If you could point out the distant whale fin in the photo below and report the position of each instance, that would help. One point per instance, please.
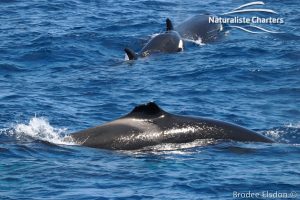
(130, 54)
(148, 110)
(169, 25)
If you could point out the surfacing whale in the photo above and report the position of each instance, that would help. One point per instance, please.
(199, 27)
(167, 42)
(148, 125)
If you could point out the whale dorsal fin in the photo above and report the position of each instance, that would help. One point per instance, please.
(148, 110)
(130, 54)
(169, 25)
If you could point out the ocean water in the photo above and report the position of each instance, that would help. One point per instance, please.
(62, 69)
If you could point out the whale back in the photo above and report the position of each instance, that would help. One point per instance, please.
(199, 27)
(146, 111)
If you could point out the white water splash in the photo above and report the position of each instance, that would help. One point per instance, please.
(39, 128)
(290, 125)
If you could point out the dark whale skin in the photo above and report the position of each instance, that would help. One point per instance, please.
(149, 125)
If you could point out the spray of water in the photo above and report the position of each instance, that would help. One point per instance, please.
(38, 128)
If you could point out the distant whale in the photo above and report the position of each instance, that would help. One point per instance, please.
(200, 27)
(148, 125)
(167, 42)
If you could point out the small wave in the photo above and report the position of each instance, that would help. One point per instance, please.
(39, 128)
(295, 125)
(10, 68)
(286, 134)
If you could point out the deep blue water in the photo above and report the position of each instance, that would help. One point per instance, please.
(62, 69)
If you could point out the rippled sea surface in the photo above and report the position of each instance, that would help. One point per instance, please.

** DO THIS **
Copy all the lines above word for word, leaving out the pictures.

** ANSWER TO THE EXERCISE **
If you could point out the distant whale fin in the photo below and report the position of each instance, that would help. One point per instance, please.
(130, 54)
(148, 110)
(169, 25)
If you could point out the surfacing whale in the photo above and report the position of each instance, that would help. One point per instance, please.
(199, 27)
(167, 42)
(148, 125)
If you could point out the whale dorsal fin in the photo above and report the position of each instance, that would help. One point per instance, please.
(148, 110)
(130, 54)
(169, 25)
If you could point out the ocean water in the photo above and report the position of each instance, that would help. One point per instance, please.
(62, 69)
If you could point out the whale back in the photo above and report the position of each instance, that would help. One point per instance, please.
(199, 27)
(146, 111)
If you could point out the white water splash in the photo above and report the position of each instance, that would help. One point per instance, please.
(39, 128)
(290, 125)
If you could point out the dark whale skin in the photo above and report the position of each instance, that would help. One point per instance, please.
(149, 125)
If you could point out the spray of water in the photo above and report the position of each instance, that would help. One point per instance, please.
(38, 128)
If you could point out the distant whale in the photo above and report the position of each instance, that would help. One point per instance, please.
(200, 27)
(148, 125)
(167, 42)
If you could point out the small wave in the photo above and report the position of each instance, that would help. One point per instance, please.
(39, 128)
(295, 125)
(10, 68)
(286, 134)
If you could point out the deep blue water in the photo above and report the position of each instance, that would help. One point per instance, please.
(62, 69)
If you could point out the rippled sea surface in the photo above and report the position of each instance, that would help. One point per instance, please.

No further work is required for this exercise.